_Information provided:_

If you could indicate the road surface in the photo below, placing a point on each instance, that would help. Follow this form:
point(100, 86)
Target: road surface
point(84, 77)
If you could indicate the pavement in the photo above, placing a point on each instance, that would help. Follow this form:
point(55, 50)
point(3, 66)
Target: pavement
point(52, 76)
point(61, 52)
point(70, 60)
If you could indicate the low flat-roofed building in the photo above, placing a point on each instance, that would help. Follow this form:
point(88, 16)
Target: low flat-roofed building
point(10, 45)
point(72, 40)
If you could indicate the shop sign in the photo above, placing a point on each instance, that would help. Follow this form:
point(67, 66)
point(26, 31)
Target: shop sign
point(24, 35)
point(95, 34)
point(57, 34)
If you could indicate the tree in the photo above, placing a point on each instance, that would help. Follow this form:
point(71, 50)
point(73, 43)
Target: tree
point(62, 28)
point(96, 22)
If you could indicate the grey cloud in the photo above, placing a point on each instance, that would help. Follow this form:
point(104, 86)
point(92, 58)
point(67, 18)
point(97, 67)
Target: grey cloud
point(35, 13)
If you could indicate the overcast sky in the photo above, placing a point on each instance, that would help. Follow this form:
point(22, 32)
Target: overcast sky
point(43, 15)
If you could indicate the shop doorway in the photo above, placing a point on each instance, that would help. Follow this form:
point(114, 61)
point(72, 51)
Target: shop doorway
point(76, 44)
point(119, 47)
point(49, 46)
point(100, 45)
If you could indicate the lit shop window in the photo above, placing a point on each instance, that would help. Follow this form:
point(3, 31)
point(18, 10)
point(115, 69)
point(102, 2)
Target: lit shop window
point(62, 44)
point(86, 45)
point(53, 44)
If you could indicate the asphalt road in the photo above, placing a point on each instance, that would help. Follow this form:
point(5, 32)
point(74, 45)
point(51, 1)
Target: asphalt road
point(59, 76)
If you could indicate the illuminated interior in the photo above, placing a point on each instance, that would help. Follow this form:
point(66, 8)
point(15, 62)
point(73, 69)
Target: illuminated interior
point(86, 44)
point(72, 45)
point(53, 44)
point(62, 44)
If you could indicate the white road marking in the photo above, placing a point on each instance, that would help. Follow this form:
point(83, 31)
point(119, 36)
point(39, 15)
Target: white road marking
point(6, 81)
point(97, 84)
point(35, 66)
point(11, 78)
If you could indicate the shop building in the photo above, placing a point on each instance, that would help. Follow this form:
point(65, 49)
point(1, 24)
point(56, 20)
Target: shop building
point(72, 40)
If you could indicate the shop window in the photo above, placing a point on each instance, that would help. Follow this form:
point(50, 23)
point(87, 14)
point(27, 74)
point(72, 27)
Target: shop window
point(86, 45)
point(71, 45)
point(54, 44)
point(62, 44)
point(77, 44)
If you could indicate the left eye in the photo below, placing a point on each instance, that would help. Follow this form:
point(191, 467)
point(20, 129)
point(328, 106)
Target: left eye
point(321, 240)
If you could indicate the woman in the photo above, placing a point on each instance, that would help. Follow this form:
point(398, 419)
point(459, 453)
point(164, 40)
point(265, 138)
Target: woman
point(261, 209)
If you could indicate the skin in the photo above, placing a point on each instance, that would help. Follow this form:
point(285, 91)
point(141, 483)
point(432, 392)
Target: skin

_Set problem:_ Copy all of the entries above, word for word and line for line.

_Exercise solution:_
If you could indicate the road surface in the photo below, placing a point on each instance, that would help. Follow this form:
point(100, 86)
Target: road surface
point(84, 77)
If you could indicate the pavement in the photo above, placing a point on each instance, that would help. Follow this form:
point(55, 50)
point(3, 66)
Target: pavement
point(52, 76)
point(61, 52)
point(70, 60)
If you could indicate the low flat-roofed building in the photo above, placing a point on each instance, that would help. Follow this form:
point(88, 16)
Target: low flat-roofed building
point(10, 45)
point(72, 40)
If you could indicate the shop sign in the photo above, placing a point on each instance, that would help. Follow this form:
point(67, 66)
point(26, 31)
Target: shop sign
point(24, 35)
point(95, 34)
point(57, 34)
If you could indicate the tree in the photo above, placing a point on each instance, that would help. Follow this form:
point(71, 50)
point(73, 43)
Target: tree
point(62, 28)
point(96, 22)
If you could indicate the grey cloud in the photo above, placing a point on each instance, that would help. Follow this form:
point(104, 86)
point(92, 58)
point(67, 18)
point(97, 67)
Target: grey cloud
point(35, 13)
If you could indicate the overcast sky in the photo above, placing a point on each instance, that would help. Follow this form:
point(22, 32)
Target: overcast sky
point(43, 15)
If you could indicate the shop doorway in the photo above, placing a point on each instance, that would help. Follow this form:
point(114, 61)
point(72, 51)
Target: shop doorway
point(76, 44)
point(119, 47)
point(49, 46)
point(100, 45)
If you could indicate the lit shop window in the photo above, placing a point on each instance, that would help. Follow this form:
point(3, 31)
point(18, 10)
point(115, 69)
point(102, 2)
Target: lit shop window
point(62, 44)
point(86, 45)
point(53, 44)
If you could indicate the asphalt road in the photo above, placing a point on each instance, that would help. Follow this form:
point(5, 32)
point(74, 45)
point(51, 1)
Target: asphalt road
point(59, 76)
If you could indicate the illuminated interior in the photo above, placing a point on each instance, that would help. Follow this form:
point(66, 8)
point(15, 62)
point(73, 69)
Target: illuminated interior
point(86, 44)
point(72, 45)
point(53, 44)
point(62, 44)
If you could indicate the white road marking in the photo above, placing a point on each instance, that would help. Follow this form:
point(83, 31)
point(119, 36)
point(39, 15)
Target: white road marking
point(6, 81)
point(97, 84)
point(35, 66)
point(11, 78)
If you could indicate the shop building in the photo above, placing a point on each instance, that would help. Follow this form:
point(65, 49)
point(1, 24)
point(56, 20)
Target: shop building
point(72, 40)
If you could indicate the shop window in the photo above, placing a point on each instance, that would help. Follow this form:
point(50, 23)
point(87, 14)
point(27, 74)
point(72, 27)
Target: shop window
point(86, 45)
point(71, 45)
point(54, 44)
point(62, 44)
point(77, 44)
If you could indicate the left eye in the photo below, placing a point on each instance, that would help. Follow this form:
point(191, 467)
point(20, 129)
point(328, 106)
Target: left eye
point(321, 240)
If you could indicate the woman in the photo above, placing a point on each instance, that would help. Follow this form:
point(398, 419)
point(459, 453)
point(164, 40)
point(265, 138)
Target: woman
point(261, 209)
If you could indicate the skin in the photo above, placing a point on each instance, that would help. Follow this form:
point(285, 91)
point(141, 483)
point(432, 392)
Target: skin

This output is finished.